Il y une tradition à Venise : celle du film surprise. Les festivaliers entrent dans la salle sans savoir quel film va leur être projeté.


A la dernière Mostra, ce sont des crédits en français (Arte...), puis des idéogrammes chinois que les spectateurs ont découvert, ceux du générique de la première fiction de Wang Bing.


Ce dernier est souvent considéré comme le plus grand documentariste vivant. Son documentaire fleuve de 9 heures A l'Ouest des rails est considéré comme un film culte.


La projection de ce soir* revêtait donc un caractère spécial, digne des plus grands festivals (le film a aussi été présenté à Toronto). La fête aurait été complète si Wang Bing n'était pas resté cloué au lit en Chine par un mystérieux "mal des montagnes" qui l'empêcherait de prendre l'avion...


Autant le dire tout de suite, le film est particulièrement éprouvant, émotionnellement et intellectuellement.


Nous sommes en 1960, dans un camp de rééducation, dans le désert de Gobi, en plein hiver. Les prisonniers habitent dans des sortes de caves creusées dans la terre, comme des rats. La famine et le froid glacial leur rendent la vie très diffcile.

CONSIGNE » Recopiez mot pour mot le passage de l'article sur le film de Wang Bing qui commence par les mots « La projection de » et se termine par « émotionnellement et intellectuellement. ».

Entrées répertoriées dans un jeu de données
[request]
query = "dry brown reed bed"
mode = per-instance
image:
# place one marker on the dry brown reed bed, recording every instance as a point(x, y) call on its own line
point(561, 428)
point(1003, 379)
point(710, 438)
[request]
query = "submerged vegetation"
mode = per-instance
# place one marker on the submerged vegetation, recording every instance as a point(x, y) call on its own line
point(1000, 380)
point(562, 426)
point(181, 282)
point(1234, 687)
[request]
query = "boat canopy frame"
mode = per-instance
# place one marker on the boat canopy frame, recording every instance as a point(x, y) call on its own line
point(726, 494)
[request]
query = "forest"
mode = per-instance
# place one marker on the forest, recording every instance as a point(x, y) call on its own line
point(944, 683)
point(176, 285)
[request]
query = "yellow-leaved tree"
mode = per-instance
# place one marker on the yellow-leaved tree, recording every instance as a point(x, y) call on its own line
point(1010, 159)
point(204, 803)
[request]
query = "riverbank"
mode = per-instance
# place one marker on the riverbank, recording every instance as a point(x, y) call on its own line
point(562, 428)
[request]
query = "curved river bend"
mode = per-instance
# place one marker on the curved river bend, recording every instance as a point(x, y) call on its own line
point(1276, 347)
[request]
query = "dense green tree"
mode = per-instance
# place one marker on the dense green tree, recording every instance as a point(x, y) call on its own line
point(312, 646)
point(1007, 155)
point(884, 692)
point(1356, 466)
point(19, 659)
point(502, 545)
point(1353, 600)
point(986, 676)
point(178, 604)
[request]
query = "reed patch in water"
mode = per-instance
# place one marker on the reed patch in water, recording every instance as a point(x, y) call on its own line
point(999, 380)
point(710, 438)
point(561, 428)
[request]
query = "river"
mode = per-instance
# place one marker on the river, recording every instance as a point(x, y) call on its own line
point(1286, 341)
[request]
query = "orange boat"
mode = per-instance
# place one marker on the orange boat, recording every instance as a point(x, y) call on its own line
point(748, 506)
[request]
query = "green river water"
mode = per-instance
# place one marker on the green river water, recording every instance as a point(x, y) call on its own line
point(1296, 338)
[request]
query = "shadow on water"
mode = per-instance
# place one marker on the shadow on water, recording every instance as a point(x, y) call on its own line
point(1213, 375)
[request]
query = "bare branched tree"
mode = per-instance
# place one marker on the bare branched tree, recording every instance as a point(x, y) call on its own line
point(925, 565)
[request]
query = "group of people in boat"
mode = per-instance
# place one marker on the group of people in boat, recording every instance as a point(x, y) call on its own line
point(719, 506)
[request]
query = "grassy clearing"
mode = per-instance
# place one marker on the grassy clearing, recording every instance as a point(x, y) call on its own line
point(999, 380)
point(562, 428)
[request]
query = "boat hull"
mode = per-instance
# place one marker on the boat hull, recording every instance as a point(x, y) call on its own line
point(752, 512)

RÉPONSE ATTENDUE »
La projection de ce soir* revêtait donc un caractère spécial, digne des plus grands festivals (le film a aussi été présenté à Toronto). La fête aurait été complète si Wang Bing n'était pas resté cloué au lit en Chine par un mystérieux "mal des montagnes" qui l'empêcherait de prendre l'avion...


Autant le dire tout de suite, le film est particulièrement éprouvant, émotionnellement et intellectuellement.